[START Data rows]
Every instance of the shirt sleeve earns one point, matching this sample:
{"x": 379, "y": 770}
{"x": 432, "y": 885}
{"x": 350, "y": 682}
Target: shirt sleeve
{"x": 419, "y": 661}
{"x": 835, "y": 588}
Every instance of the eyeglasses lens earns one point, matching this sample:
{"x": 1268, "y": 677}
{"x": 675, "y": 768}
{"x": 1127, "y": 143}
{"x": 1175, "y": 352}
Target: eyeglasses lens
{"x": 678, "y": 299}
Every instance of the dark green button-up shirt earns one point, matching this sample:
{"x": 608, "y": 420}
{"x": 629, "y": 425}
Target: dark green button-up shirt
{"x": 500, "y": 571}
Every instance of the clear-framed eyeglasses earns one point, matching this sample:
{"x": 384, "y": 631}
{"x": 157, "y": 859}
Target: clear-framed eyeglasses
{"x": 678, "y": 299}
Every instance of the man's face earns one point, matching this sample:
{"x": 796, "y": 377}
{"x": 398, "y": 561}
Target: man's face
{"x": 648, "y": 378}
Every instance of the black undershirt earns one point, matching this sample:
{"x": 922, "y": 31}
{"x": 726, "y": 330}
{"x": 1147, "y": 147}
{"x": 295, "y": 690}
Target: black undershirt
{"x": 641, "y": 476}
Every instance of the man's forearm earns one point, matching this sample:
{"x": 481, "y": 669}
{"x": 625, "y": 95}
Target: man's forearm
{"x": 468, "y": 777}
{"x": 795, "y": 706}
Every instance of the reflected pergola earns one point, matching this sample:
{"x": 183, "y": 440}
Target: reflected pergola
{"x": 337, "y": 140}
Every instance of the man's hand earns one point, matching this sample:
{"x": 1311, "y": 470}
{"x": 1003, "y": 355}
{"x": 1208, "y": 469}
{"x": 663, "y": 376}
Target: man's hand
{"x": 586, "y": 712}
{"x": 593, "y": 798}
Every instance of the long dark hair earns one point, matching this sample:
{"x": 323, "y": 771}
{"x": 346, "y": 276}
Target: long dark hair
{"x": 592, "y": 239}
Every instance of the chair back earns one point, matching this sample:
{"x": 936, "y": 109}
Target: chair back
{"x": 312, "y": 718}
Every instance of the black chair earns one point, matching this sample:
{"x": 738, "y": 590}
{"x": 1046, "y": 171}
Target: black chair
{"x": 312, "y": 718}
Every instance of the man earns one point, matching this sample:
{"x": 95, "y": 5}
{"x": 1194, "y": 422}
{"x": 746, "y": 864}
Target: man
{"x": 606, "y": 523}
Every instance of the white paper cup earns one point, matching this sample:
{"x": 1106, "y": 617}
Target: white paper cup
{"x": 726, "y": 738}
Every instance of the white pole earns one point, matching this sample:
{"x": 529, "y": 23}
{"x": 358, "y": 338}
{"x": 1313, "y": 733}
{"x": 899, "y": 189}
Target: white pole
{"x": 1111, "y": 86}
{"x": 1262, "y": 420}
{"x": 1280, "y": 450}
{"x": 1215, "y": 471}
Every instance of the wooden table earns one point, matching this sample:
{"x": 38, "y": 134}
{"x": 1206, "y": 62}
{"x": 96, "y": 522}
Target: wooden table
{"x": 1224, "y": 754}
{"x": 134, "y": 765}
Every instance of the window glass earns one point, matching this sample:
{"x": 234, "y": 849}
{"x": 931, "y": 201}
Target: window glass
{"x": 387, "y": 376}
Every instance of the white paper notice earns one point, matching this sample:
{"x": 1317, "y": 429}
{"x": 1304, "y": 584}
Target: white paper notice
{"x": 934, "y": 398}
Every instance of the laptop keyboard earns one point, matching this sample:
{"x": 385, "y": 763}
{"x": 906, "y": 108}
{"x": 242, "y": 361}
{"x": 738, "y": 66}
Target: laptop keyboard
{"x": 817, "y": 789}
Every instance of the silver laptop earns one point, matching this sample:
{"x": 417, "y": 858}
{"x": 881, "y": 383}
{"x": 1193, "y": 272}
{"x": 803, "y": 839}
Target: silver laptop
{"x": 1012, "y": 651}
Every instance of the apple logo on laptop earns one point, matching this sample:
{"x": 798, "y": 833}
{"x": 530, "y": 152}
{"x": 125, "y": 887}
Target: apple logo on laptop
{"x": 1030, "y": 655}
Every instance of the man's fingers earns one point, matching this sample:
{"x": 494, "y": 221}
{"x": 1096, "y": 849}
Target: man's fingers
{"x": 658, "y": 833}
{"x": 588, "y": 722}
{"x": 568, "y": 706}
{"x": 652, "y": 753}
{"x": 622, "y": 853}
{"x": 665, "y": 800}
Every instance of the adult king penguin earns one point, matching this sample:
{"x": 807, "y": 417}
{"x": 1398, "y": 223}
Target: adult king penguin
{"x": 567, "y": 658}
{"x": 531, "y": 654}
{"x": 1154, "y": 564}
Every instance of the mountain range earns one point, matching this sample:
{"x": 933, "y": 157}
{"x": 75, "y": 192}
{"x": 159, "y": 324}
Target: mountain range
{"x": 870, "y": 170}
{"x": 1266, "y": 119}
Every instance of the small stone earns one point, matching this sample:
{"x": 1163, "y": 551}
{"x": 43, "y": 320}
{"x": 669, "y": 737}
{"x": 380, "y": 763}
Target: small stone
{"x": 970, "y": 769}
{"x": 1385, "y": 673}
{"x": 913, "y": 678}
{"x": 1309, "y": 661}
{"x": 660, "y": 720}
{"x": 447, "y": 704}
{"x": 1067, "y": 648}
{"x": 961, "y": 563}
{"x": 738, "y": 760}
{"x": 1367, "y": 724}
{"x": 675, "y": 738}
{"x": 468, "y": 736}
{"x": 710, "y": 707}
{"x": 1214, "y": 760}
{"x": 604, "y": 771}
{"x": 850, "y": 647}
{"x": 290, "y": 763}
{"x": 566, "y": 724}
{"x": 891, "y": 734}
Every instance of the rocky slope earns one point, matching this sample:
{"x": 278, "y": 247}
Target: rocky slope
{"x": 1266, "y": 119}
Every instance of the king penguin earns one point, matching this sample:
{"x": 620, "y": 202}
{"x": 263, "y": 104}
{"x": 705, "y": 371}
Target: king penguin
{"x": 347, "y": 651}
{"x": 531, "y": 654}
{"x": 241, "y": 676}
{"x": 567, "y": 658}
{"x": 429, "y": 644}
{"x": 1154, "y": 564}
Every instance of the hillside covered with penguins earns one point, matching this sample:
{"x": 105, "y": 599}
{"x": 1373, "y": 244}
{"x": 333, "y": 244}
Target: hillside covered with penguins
[END Data rows]
▸ **Instructions to follow**: Copy all the records above precisely.

▸ **Response**:
Every instance of the shirt sleeve earns one point, matching this sample:
{"x": 379, "y": 770}
{"x": 432, "y": 885}
{"x": 350, "y": 682}
Target: shirt sleeve
{"x": 419, "y": 661}
{"x": 835, "y": 588}
Every instance of the eyeglasses lens earns one point, matching this sample:
{"x": 1268, "y": 677}
{"x": 675, "y": 768}
{"x": 1127, "y": 143}
{"x": 1175, "y": 352}
Target: eyeglasses lens
{"x": 678, "y": 299}
Every instance of the dark green button-up shirt earns one point, matching this sample:
{"x": 608, "y": 420}
{"x": 629, "y": 425}
Target: dark green button-up shirt
{"x": 500, "y": 571}
Every instance of the clear-framed eyeglasses earns one point, matching this sample:
{"x": 384, "y": 631}
{"x": 157, "y": 859}
Target: clear-framed eyeglasses
{"x": 678, "y": 299}
Every instance of the man's face earns one point, matching this sample:
{"x": 796, "y": 377}
{"x": 398, "y": 561}
Target: man's face
{"x": 648, "y": 378}
Every instance of the black undershirt earns one point, matching this sample:
{"x": 922, "y": 31}
{"x": 726, "y": 330}
{"x": 1147, "y": 147}
{"x": 295, "y": 690}
Target: black undershirt
{"x": 641, "y": 476}
Every instance of the man's forearm earns one point, matching this sample:
{"x": 481, "y": 669}
{"x": 625, "y": 95}
Target: man's forearm
{"x": 468, "y": 777}
{"x": 795, "y": 706}
Every instance of the reflected pergola earns one point, matching this sample:
{"x": 183, "y": 440}
Target: reflected pergola
{"x": 337, "y": 140}
Every instance of the man's hand earns one point, matching this sample:
{"x": 1311, "y": 470}
{"x": 1003, "y": 355}
{"x": 1208, "y": 469}
{"x": 663, "y": 376}
Target: man's hand
{"x": 586, "y": 712}
{"x": 593, "y": 798}
Every instance of the long dark hair earns one point, matching this sample:
{"x": 323, "y": 771}
{"x": 346, "y": 276}
Target: long dark hair
{"x": 592, "y": 239}
Every instance of the chair back earns one point, matching this sample:
{"x": 936, "y": 109}
Target: chair back
{"x": 312, "y": 718}
Every instance of the black chair earns one point, matching this sample:
{"x": 738, "y": 590}
{"x": 1046, "y": 171}
Target: black chair
{"x": 312, "y": 718}
Every instance of the man earns one point, matching this sample:
{"x": 95, "y": 5}
{"x": 1194, "y": 422}
{"x": 746, "y": 864}
Target: man
{"x": 606, "y": 523}
Every instance of the white paper cup earns one point, matching this sample:
{"x": 1106, "y": 617}
Target: white paper cup
{"x": 726, "y": 738}
Every instance of the white pole earns one point, matching this sample:
{"x": 529, "y": 23}
{"x": 358, "y": 338}
{"x": 1313, "y": 733}
{"x": 899, "y": 189}
Target: white pole
{"x": 1111, "y": 86}
{"x": 1262, "y": 420}
{"x": 1280, "y": 450}
{"x": 1215, "y": 471}
Every instance of the wooden table earns one point, matching this sample:
{"x": 38, "y": 134}
{"x": 1206, "y": 62}
{"x": 96, "y": 522}
Target: wooden table
{"x": 1224, "y": 754}
{"x": 134, "y": 765}
Every instance of the window glass earns one point, matching this sample:
{"x": 234, "y": 849}
{"x": 931, "y": 201}
Target: window glass
{"x": 387, "y": 376}
Every instance of the white paper notice earns one point, matching this sample:
{"x": 1317, "y": 429}
{"x": 1304, "y": 584}
Target: white paper notice
{"x": 934, "y": 398}
Every instance of the laptop keyboard earns one point, matching this sample:
{"x": 385, "y": 763}
{"x": 906, "y": 108}
{"x": 242, "y": 361}
{"x": 738, "y": 66}
Target: laptop keyboard
{"x": 817, "y": 789}
Every instance of the silver laptop earns one point, matching this sample:
{"x": 417, "y": 858}
{"x": 881, "y": 383}
{"x": 1193, "y": 272}
{"x": 803, "y": 839}
Target: silver laptop
{"x": 1012, "y": 651}
Every instance of the apple logo on laptop earns one point, matching this sample:
{"x": 798, "y": 833}
{"x": 530, "y": 152}
{"x": 125, "y": 887}
Target: apple logo on laptop
{"x": 1030, "y": 655}
Every instance of the man's fingers earns one point, matching this sample:
{"x": 494, "y": 221}
{"x": 1096, "y": 849}
Target: man's fingers
{"x": 658, "y": 833}
{"x": 588, "y": 722}
{"x": 568, "y": 706}
{"x": 652, "y": 753}
{"x": 622, "y": 853}
{"x": 665, "y": 800}
Every instance of the adult king penguin earns one point, matching this sample:
{"x": 807, "y": 417}
{"x": 1398, "y": 223}
Target: adult king penguin
{"x": 567, "y": 658}
{"x": 531, "y": 654}
{"x": 1154, "y": 564}
Every instance of the mountain range earns one point, matching this sample:
{"x": 933, "y": 157}
{"x": 75, "y": 192}
{"x": 159, "y": 324}
Target: mountain range
{"x": 870, "y": 170}
{"x": 1266, "y": 119}
Every instance of the small stone earns one point, matching this sample:
{"x": 1163, "y": 551}
{"x": 43, "y": 320}
{"x": 669, "y": 737}
{"x": 380, "y": 763}
Target: small stone
{"x": 970, "y": 769}
{"x": 1385, "y": 673}
{"x": 913, "y": 678}
{"x": 1309, "y": 661}
{"x": 660, "y": 720}
{"x": 447, "y": 704}
{"x": 1067, "y": 648}
{"x": 961, "y": 563}
{"x": 738, "y": 760}
{"x": 1367, "y": 724}
{"x": 675, "y": 738}
{"x": 468, "y": 736}
{"x": 710, "y": 707}
{"x": 1214, "y": 760}
{"x": 604, "y": 771}
{"x": 850, "y": 647}
{"x": 290, "y": 763}
{"x": 566, "y": 724}
{"x": 891, "y": 734}
Every instance of the rocky slope earns one point, matching this sample:
{"x": 278, "y": 247}
Target: rocky slope
{"x": 1266, "y": 119}
Every instance of the king penguin earns one point, matching this sample:
{"x": 620, "y": 202}
{"x": 263, "y": 104}
{"x": 705, "y": 371}
Target: king penguin
{"x": 347, "y": 651}
{"x": 531, "y": 654}
{"x": 241, "y": 676}
{"x": 567, "y": 658}
{"x": 429, "y": 644}
{"x": 1154, "y": 564}
Every instance of the hillside covered with penguins earns one point, matching this sample:
{"x": 105, "y": 599}
{"x": 1373, "y": 244}
{"x": 333, "y": 244}
Target: hillside covered with penguins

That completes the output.